-- Data under study --
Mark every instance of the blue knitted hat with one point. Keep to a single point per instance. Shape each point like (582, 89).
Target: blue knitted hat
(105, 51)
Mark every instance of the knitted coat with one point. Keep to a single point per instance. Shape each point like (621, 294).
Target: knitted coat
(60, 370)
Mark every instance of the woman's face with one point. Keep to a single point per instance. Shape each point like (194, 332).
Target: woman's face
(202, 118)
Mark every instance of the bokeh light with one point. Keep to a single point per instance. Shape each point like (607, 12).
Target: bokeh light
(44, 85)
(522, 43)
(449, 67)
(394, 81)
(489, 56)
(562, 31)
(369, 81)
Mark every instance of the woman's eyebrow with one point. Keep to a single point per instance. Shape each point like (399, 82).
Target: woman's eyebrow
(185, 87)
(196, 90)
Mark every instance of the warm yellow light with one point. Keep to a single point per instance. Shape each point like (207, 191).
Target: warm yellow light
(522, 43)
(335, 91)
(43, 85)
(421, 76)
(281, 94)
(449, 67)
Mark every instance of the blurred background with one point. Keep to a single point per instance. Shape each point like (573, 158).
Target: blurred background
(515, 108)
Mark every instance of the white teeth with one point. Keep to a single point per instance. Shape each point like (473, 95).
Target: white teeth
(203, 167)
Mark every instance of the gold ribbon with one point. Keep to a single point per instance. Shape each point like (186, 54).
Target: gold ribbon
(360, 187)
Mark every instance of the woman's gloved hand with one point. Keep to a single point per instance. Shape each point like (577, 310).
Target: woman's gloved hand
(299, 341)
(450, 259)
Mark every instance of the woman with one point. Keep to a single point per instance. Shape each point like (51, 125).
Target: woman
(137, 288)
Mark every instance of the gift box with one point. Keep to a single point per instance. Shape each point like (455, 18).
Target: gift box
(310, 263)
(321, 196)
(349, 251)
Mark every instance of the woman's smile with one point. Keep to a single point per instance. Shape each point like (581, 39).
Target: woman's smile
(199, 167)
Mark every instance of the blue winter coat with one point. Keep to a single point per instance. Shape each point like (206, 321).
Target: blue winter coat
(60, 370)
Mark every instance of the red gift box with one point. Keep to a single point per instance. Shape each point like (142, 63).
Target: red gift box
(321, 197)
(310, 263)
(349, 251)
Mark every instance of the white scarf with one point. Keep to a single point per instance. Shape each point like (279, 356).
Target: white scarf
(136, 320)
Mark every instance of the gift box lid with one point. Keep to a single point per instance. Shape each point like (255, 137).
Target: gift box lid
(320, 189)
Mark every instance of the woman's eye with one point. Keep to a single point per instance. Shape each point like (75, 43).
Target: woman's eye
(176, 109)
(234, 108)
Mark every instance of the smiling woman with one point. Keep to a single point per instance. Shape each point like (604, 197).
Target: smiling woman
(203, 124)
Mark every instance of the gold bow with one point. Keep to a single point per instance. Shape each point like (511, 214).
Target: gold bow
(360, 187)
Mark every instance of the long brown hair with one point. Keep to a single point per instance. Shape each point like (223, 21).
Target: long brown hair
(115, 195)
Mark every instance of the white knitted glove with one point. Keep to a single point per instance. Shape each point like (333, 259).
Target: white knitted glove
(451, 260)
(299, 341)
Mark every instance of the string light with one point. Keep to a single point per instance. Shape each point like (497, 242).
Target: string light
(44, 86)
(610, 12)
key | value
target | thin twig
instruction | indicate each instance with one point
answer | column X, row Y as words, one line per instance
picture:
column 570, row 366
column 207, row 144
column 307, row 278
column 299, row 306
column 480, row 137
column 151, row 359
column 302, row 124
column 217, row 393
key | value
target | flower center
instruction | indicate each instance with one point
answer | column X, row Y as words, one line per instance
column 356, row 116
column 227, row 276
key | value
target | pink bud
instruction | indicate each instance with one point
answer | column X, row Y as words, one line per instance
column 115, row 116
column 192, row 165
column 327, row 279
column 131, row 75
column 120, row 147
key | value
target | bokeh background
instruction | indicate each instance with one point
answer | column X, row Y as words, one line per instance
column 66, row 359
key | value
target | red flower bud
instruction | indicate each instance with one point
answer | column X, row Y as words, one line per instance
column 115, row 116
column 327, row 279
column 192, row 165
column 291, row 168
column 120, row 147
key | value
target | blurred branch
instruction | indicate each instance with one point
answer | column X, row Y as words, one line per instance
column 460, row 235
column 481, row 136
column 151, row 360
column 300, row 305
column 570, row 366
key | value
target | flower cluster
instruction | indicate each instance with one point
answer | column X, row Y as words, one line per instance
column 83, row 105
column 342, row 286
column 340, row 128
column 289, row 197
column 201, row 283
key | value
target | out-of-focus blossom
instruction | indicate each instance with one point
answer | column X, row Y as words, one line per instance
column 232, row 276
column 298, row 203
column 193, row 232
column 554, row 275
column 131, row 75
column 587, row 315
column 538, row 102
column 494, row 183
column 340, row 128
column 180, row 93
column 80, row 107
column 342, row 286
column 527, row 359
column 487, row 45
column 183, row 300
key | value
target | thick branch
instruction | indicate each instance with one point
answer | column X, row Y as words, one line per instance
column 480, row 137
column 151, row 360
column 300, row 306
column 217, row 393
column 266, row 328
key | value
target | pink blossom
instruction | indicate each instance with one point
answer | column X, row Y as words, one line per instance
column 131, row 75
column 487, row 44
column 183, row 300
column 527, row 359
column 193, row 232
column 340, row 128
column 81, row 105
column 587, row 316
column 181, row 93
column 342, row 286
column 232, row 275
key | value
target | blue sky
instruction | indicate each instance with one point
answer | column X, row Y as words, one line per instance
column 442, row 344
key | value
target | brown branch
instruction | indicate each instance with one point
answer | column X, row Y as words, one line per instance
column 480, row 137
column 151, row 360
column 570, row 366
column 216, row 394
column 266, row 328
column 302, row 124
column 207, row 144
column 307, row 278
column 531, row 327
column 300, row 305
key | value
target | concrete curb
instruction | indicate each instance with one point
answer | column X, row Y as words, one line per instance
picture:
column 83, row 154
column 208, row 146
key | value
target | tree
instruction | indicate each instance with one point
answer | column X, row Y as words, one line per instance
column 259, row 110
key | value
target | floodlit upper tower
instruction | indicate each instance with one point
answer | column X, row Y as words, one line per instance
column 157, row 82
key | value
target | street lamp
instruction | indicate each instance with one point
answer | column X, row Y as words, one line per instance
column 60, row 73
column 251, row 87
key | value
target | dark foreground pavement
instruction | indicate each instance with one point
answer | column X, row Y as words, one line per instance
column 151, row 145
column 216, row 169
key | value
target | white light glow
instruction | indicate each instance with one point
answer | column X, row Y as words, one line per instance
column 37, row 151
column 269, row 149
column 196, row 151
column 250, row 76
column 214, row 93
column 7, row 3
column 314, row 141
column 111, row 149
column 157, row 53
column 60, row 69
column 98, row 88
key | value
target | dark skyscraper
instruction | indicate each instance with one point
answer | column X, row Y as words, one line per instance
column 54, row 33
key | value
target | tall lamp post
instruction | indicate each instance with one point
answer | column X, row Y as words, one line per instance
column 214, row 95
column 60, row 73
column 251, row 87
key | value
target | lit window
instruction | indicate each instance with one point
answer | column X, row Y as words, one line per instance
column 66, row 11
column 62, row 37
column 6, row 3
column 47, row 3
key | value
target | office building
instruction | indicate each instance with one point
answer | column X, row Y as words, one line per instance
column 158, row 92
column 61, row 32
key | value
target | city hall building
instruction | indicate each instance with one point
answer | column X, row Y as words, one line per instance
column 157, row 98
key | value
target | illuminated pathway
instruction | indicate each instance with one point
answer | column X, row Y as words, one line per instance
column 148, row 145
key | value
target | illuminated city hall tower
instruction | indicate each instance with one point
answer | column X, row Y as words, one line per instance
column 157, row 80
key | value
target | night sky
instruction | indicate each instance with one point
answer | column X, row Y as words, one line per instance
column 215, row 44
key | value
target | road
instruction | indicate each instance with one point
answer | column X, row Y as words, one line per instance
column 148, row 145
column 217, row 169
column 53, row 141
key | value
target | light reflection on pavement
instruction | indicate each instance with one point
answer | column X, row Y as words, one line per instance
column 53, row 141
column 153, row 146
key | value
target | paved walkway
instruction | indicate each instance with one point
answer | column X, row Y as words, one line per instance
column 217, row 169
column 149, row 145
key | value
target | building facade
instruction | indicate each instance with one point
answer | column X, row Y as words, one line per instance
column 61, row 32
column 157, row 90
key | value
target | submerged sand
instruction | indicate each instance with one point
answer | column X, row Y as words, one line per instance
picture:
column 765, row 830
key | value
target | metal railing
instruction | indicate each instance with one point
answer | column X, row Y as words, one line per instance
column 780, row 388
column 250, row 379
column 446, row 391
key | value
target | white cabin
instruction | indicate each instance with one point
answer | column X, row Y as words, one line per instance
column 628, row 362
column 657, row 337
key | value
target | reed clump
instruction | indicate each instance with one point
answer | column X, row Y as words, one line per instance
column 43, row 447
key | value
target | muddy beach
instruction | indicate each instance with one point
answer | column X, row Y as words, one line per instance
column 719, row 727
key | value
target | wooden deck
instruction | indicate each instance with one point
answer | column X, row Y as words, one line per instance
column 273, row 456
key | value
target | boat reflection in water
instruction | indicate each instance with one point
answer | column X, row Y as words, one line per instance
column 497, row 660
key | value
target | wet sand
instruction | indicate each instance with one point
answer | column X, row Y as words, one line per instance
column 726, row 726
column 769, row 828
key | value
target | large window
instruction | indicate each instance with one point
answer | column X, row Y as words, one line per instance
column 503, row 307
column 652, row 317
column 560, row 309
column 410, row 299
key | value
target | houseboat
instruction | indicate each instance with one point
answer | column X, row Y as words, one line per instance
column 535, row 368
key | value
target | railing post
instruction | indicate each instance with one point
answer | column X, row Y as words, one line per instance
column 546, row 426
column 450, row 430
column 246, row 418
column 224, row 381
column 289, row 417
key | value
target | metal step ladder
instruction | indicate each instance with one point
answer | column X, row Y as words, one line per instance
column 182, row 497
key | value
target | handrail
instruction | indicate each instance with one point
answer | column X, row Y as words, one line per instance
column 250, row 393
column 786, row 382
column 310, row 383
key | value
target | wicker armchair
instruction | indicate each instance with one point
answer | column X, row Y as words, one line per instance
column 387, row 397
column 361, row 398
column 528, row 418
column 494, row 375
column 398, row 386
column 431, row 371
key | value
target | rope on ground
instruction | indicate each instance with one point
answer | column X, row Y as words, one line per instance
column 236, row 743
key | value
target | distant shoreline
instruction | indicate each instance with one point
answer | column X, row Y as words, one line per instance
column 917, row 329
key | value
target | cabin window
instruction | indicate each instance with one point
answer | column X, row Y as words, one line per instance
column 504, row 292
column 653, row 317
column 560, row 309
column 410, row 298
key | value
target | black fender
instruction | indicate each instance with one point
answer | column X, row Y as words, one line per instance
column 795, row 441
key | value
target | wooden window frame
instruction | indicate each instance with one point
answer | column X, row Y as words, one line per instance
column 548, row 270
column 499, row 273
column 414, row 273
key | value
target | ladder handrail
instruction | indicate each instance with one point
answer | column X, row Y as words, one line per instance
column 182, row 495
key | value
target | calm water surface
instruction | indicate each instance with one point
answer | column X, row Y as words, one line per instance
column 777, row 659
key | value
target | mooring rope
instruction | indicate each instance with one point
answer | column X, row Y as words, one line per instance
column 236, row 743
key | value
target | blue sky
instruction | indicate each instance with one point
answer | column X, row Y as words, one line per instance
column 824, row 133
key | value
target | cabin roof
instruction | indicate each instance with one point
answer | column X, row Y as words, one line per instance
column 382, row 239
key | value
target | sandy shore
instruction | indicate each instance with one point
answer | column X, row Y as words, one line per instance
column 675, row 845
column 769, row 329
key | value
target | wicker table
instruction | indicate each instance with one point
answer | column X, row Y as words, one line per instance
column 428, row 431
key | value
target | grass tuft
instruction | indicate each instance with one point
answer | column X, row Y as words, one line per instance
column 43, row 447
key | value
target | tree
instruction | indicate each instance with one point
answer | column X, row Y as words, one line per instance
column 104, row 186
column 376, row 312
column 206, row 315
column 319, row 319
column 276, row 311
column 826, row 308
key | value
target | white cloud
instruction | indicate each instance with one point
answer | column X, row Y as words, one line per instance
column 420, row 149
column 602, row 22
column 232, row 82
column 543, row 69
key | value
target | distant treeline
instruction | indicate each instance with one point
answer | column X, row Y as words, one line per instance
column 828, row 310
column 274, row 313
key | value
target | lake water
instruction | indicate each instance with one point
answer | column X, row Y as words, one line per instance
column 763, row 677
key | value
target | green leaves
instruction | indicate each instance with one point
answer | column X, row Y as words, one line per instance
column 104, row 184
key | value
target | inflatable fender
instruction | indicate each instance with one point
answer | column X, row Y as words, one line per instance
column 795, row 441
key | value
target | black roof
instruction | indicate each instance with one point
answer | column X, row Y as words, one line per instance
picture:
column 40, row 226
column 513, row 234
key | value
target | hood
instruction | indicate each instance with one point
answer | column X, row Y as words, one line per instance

-- What is required --
Filter the entries above and return only the lines holding "post".

-- Output below --
target | tall lamp post
target | railing post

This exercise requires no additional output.